• [DIRECTIONS]: Where the records hold the string "draw", show the whole line it sits on.

• [MATERIAL FOR THIS TASK]:
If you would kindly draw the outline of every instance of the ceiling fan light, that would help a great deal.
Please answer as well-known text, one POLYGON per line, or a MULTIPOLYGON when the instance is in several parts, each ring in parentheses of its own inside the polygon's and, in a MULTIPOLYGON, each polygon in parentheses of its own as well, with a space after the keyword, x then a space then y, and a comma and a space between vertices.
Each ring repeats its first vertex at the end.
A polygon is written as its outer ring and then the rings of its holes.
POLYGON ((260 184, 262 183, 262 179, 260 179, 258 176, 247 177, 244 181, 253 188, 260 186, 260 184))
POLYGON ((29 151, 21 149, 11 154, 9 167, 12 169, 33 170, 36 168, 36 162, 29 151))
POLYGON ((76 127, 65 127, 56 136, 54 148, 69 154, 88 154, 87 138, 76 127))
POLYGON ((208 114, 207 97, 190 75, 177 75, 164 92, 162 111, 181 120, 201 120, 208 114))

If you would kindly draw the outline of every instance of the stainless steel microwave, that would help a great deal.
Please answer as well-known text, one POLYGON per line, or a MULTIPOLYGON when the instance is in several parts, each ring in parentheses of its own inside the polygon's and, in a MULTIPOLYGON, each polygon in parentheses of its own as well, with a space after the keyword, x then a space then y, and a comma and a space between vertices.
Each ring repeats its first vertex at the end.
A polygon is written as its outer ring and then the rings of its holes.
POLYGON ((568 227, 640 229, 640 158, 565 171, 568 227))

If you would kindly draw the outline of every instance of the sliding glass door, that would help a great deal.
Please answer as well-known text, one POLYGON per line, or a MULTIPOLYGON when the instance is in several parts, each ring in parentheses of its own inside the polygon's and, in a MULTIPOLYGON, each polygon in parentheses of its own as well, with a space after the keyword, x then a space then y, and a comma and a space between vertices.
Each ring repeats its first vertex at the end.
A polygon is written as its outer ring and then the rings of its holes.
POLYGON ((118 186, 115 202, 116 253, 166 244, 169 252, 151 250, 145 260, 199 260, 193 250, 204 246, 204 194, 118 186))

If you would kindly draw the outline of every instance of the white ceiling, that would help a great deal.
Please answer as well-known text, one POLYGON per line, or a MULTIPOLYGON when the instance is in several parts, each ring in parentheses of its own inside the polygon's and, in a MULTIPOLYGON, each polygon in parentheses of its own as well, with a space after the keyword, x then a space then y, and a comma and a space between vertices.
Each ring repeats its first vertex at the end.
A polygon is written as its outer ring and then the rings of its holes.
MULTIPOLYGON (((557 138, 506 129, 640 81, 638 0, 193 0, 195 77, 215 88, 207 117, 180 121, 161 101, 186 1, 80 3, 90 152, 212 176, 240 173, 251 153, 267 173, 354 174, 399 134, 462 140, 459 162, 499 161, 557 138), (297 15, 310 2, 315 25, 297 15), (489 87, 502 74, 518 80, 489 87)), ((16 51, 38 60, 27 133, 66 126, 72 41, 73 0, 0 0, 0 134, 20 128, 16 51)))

• [WRITTEN SOLUTION]:
If you would kindly draw the outline of every instance of the ceiling fan light, that would help a great deal.
If you would kindly draw the outline of every instance of the stainless steel microwave, that would help a great deal.
If you would kindly draw the outline of every instance of the sliding glass door, that would help a great deal.
If you would kindly draw the outline of every instance of the white ceiling, that would help a great deal.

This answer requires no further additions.